Data records

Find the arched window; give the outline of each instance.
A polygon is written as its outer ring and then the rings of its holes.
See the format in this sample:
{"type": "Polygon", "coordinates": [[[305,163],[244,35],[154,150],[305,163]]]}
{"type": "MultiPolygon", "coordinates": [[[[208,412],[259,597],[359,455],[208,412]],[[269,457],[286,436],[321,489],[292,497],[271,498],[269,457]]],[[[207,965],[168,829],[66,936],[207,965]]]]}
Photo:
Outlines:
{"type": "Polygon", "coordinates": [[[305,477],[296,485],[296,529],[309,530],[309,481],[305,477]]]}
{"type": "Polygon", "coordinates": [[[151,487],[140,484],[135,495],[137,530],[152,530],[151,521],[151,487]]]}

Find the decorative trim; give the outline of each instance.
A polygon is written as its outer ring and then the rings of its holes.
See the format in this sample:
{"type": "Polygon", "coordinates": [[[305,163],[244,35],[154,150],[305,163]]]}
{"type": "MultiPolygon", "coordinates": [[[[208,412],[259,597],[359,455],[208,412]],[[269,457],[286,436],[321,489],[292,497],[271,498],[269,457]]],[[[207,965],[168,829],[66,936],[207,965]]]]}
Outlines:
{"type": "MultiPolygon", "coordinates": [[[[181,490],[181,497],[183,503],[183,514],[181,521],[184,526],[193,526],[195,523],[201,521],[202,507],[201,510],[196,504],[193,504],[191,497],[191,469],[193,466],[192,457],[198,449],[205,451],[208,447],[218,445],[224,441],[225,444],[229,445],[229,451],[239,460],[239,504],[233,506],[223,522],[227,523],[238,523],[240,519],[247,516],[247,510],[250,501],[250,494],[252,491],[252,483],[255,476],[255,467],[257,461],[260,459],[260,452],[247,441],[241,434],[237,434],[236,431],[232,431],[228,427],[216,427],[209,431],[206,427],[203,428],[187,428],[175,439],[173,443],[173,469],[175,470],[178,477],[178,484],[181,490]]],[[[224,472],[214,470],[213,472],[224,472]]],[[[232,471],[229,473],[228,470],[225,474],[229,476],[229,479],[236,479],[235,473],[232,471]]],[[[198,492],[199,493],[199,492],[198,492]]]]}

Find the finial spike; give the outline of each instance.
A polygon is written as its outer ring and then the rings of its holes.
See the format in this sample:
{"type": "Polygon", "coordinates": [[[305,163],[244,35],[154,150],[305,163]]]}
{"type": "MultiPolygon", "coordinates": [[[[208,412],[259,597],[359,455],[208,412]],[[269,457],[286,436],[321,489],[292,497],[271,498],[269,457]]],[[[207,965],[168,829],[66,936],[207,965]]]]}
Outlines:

| WHAT YOU WILL DO |
With "Find" as the search word, count the matching lines in the records and give the number alone.

| OUTPUT FOR THIS EXERCISE |
3